┌─ Source data

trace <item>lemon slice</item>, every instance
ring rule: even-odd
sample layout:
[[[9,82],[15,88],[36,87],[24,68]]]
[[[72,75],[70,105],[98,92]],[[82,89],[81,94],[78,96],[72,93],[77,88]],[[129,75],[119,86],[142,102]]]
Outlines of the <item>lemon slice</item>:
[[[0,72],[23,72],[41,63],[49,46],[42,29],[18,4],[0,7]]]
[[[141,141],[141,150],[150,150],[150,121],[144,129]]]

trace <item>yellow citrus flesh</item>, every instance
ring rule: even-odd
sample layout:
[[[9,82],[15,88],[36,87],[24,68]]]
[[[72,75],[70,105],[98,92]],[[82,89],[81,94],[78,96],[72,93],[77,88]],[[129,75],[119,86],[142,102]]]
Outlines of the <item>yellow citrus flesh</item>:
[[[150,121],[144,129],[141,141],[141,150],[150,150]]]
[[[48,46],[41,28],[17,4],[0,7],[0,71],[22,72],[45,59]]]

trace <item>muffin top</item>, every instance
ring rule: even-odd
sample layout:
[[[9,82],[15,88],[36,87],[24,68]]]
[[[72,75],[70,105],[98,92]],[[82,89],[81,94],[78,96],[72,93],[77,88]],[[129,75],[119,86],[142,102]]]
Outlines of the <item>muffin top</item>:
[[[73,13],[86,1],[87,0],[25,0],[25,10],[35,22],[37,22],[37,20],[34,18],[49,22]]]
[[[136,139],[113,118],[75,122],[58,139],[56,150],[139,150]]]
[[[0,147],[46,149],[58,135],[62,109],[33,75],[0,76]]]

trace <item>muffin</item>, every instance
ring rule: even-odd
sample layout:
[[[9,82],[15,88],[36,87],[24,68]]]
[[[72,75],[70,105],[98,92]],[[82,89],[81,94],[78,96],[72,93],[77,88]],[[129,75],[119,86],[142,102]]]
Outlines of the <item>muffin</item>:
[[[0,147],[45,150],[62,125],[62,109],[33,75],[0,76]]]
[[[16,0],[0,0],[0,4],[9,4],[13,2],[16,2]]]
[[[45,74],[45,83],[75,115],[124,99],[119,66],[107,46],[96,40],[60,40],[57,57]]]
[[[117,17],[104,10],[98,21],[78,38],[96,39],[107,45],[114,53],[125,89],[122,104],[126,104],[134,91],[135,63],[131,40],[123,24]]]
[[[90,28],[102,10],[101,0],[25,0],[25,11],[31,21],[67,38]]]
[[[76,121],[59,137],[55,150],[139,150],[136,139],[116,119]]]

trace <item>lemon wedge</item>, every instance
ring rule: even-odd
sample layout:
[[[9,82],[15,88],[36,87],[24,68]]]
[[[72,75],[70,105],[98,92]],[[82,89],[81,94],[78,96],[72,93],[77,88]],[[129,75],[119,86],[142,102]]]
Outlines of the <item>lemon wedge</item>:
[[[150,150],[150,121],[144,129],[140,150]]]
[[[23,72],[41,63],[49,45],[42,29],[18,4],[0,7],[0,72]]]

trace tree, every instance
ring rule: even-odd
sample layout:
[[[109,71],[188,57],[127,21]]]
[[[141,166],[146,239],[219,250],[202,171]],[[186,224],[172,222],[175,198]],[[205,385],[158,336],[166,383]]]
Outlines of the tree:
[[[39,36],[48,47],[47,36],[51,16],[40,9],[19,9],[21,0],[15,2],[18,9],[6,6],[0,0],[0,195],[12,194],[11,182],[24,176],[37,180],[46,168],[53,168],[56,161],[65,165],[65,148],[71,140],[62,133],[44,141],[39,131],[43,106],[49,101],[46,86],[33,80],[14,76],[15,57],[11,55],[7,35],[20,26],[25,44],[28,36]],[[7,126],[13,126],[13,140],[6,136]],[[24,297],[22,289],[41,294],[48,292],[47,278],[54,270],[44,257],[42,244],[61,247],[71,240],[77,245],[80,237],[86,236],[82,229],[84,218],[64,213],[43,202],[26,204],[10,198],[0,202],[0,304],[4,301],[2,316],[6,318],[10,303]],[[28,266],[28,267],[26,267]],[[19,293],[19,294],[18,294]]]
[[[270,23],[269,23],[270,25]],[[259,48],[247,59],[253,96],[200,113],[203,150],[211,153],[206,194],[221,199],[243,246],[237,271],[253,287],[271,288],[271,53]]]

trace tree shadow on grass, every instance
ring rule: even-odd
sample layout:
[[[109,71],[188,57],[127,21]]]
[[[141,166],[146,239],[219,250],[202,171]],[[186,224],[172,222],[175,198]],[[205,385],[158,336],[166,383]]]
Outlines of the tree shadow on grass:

└─

What to produce: Reproduce all of the data above, replacing every occurrence of "ring rule" with "fill rule" and leaving everything else unchanged.

Result for this exercise:
trace <item>lemon slice</item>, every instance
fill rule: even-odd
sample layout:
[[[9,82],[15,88],[36,87],[24,68]]]
[[[72,75],[70,105],[98,92]],[[82,89],[81,94],[78,96],[72,93],[77,88]],[[129,75],[119,86],[142,102]]]
Outlines of the <item>lemon slice</item>:
[[[0,72],[23,72],[41,63],[49,46],[42,29],[18,4],[0,7]]]
[[[141,141],[141,150],[150,150],[150,121],[144,129]]]

trace <item>yellow citrus flesh</item>, every instance
fill rule: even-odd
sample layout:
[[[9,82],[15,88],[36,87],[24,68]]]
[[[72,75],[70,105],[98,92]],[[82,89],[81,94],[78,96],[72,93],[77,88]],[[129,75],[119,86],[142,102]]]
Outlines of the <item>yellow citrus flesh</item>:
[[[150,121],[144,129],[141,141],[141,150],[150,150]]]
[[[48,46],[41,28],[17,4],[0,7],[0,71],[22,72],[45,59]]]

trace <item>muffin top</item>, every instance
fill rule: even-odd
sample layout:
[[[9,82],[15,88],[36,87],[24,68]]]
[[[72,75],[70,105],[98,92]],[[82,89],[81,94],[78,96],[72,93],[77,88]],[[129,75],[119,86],[142,102]]]
Outlines of the <item>muffin top</item>:
[[[73,13],[86,1],[87,0],[25,0],[25,10],[35,22],[37,22],[37,20],[34,18],[49,22]]]
[[[136,139],[113,118],[75,122],[58,139],[56,150],[139,150]]]
[[[0,147],[46,149],[58,135],[62,109],[33,75],[0,76]]]

trace <item>muffin</item>, every instance
fill rule: even-odd
sample layout:
[[[9,82],[15,88],[36,87],[24,68]]]
[[[72,75],[70,105],[98,92]],[[82,89],[81,94],[78,96],[72,93],[77,88]],[[129,75],[119,86],[142,102]]]
Outlines of the <item>muffin</item>:
[[[0,147],[45,150],[62,125],[62,109],[33,75],[0,76]]]
[[[16,0],[0,0],[0,4],[9,4],[13,2],[16,2]]]
[[[45,74],[45,83],[75,115],[124,99],[119,66],[107,46],[96,40],[60,40],[57,57]]]
[[[117,17],[104,10],[98,21],[78,38],[96,39],[107,45],[114,53],[125,89],[122,104],[126,104],[134,91],[135,63],[131,40],[123,24]]]
[[[90,28],[102,10],[101,0],[25,0],[25,11],[31,21],[67,38]]]
[[[76,121],[59,137],[55,150],[139,150],[136,139],[116,119]]]

trace <item>lemon wedge</item>, every instance
fill rule: even-odd
sample layout:
[[[9,82],[15,88],[36,87],[24,68]]]
[[[72,75],[70,105],[98,92]],[[82,89],[81,94],[78,96],[72,93],[77,88]],[[129,75],[119,86],[142,102]]]
Outlines of the <item>lemon wedge</item>:
[[[150,150],[150,121],[144,129],[140,150]]]
[[[23,72],[41,63],[49,45],[42,29],[18,4],[0,7],[0,72]]]

trace tree, every instance
fill rule: even-odd
sample layout:
[[[109,71],[188,57],[127,21]]]
[[[141,166],[146,239],[219,250],[202,171]],[[186,224],[172,222],[175,198]],[[205,385],[158,336],[166,383]]]
Outlines of the tree:
[[[39,36],[48,47],[47,36],[51,16],[40,9],[19,9],[21,0],[15,2],[18,9],[6,6],[0,0],[0,195],[12,194],[11,182],[24,176],[37,180],[46,168],[53,168],[56,161],[65,165],[65,148],[71,140],[62,133],[44,141],[39,131],[43,106],[49,101],[46,86],[33,80],[14,76],[15,57],[11,55],[7,35],[20,26],[25,44],[28,36]],[[7,126],[13,126],[13,140],[6,136]],[[24,297],[22,289],[41,294],[48,292],[47,278],[54,270],[44,257],[42,244],[61,247],[71,240],[77,245],[80,237],[86,236],[82,229],[84,218],[64,213],[43,202],[26,204],[10,198],[0,202],[0,304],[4,301],[2,316],[6,318],[10,303]],[[28,266],[28,267],[26,267]],[[19,293],[19,294],[18,294]]]
[[[270,23],[269,23],[270,25]],[[259,48],[247,59],[253,96],[200,113],[203,150],[211,153],[206,194],[221,199],[243,246],[237,271],[253,287],[271,288],[271,53]]]

trace tree shadow on grass, every instance
fill rule: even-odd
sample layout:
[[[109,71],[188,57],[127,21]]]
[[[141,166],[146,239],[219,250],[202,171]],[[186,224],[172,222],[175,198]],[[205,385],[158,336],[166,383]]]
Outlines of the tree shadow on grass:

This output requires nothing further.